#### [Provided text]
§ §
The committee dedicates this volume to the memory of
Alice Mary Stewart, the first scientist to establish the health effects of
exposure to low dose radiation. Professor Stewart agreed to be the first
Chair of the European Committee on Radiation Risk. Sadly, she did not live
to see this first report completed.
This first report of the European Committee on Radiation Risk
is intended for regulators and those who have to make decisions about the
health effects of radioactive releases. It presents a rational model for
calculating the health risks of exposure to ionising radiation. Unlike the
existing framework of modelling radiation risk, the ECRR model uses evidence
from the most recent research, from new discoveries in radiation biology and
from human epidemiology to create a system of calculation which gives results
which are in agreement both with the mechanism of radiation action at the
level of the living cell and observation of disease in exposed population.
There is increasing concern over the dissonance between the modelling of
health outcomes of radioactive releases to the environment and the
observations. In this volume the committee explains how the present risk model
came to be universally used and points out its shortcomings. In addition the
committee addresses the ethical basis of releasing radioactive materials to
the environment.
The volume is essential reading for anyone involved in legislation in this
area and should also be of interest to members of the public who need to
estimate the effects of nuclear discharges.
§ §
#### [Source data]

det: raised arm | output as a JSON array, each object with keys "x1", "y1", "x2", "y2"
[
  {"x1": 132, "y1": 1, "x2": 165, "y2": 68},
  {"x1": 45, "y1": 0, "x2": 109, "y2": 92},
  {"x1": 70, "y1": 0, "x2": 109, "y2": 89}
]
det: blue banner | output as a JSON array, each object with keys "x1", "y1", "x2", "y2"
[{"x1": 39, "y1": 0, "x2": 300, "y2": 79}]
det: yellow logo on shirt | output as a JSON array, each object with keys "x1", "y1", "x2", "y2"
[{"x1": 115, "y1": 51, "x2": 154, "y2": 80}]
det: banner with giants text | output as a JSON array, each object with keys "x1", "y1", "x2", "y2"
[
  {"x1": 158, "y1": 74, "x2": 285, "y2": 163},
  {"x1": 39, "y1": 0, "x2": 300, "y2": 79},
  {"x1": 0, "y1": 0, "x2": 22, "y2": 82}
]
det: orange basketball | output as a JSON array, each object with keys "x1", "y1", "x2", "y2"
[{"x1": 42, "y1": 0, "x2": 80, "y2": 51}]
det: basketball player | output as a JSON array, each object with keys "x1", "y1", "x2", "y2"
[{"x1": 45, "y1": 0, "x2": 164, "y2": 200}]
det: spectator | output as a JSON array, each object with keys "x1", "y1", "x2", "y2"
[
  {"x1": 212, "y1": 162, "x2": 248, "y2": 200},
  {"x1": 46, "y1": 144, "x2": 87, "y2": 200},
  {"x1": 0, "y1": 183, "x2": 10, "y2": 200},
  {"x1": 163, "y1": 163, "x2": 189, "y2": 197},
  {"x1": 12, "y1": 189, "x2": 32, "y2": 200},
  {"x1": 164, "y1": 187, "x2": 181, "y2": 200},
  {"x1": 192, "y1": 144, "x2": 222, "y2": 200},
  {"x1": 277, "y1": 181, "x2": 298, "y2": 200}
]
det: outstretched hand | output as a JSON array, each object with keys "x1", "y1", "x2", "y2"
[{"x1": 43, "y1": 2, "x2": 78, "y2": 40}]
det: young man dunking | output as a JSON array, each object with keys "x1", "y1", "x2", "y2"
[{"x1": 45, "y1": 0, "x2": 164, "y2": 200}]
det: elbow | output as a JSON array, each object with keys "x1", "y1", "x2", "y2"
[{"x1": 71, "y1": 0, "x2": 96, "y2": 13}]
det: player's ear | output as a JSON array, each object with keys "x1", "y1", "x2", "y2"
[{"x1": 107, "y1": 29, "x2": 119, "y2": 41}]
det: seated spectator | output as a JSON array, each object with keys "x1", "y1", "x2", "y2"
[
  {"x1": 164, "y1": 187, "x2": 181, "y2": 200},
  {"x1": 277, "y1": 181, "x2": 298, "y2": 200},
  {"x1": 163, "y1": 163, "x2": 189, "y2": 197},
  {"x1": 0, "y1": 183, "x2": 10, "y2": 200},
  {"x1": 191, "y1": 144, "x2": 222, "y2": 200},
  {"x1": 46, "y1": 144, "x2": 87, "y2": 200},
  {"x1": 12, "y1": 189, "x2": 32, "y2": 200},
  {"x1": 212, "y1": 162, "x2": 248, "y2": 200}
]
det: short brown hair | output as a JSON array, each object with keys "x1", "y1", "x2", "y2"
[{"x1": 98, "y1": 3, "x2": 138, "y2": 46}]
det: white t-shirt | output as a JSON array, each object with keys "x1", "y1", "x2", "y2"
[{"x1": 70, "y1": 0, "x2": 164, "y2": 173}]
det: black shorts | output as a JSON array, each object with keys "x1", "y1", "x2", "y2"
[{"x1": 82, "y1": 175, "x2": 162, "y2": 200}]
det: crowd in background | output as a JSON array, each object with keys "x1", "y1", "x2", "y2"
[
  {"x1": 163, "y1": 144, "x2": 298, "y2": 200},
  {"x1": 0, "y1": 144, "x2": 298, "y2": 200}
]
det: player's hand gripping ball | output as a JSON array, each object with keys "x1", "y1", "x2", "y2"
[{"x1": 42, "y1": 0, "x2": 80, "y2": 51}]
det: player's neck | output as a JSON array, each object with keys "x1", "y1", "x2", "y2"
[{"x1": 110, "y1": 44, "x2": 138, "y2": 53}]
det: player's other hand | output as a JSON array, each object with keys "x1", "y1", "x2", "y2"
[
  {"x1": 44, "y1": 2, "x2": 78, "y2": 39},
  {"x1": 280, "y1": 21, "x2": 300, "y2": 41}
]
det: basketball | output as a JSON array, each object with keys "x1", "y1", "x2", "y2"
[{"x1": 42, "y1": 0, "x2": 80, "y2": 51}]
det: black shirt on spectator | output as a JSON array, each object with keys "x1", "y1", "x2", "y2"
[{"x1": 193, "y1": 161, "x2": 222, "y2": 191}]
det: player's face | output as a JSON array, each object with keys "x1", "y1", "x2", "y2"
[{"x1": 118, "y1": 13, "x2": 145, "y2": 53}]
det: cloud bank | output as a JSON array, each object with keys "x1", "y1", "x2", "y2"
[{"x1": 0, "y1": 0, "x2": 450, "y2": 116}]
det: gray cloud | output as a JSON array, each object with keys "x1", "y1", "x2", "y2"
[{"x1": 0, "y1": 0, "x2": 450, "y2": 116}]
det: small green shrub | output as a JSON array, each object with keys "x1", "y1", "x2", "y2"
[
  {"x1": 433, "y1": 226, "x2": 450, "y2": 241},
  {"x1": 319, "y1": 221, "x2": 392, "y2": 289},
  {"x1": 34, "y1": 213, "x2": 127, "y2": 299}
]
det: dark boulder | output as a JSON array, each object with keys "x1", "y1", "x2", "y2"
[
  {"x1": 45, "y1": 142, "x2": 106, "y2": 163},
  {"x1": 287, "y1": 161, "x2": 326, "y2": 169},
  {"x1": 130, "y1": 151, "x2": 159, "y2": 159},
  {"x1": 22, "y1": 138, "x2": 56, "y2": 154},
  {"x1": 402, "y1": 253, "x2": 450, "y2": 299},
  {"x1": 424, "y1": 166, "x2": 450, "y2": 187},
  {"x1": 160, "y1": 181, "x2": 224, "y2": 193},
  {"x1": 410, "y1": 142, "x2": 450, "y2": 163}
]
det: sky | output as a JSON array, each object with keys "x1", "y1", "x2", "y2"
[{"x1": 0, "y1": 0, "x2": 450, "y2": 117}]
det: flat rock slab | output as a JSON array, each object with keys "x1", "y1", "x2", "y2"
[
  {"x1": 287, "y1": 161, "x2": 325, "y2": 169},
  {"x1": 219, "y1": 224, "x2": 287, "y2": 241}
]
§ §
#### [Required action A]
In the text about the radiation risk report, reproduce the passage from "The committee dedicates" to "first report completed." word for word.
#### [Required action B]
According to the text about the radiation risk report, to whose memory does the committee dedicate the volume?

#### [Exercise answer A]
The committee dedicates this volume to the memory of
Alice Mary Stewart, the first scientist to establish the health effects of
exposure to low dose radiation. Professor Stewart agreed to be the first
Chair of the European Committee on Radiation Risk. Sadly, she did not live
to see this first report completed.

#### [Exercise answer B]
Alice Mary Stewart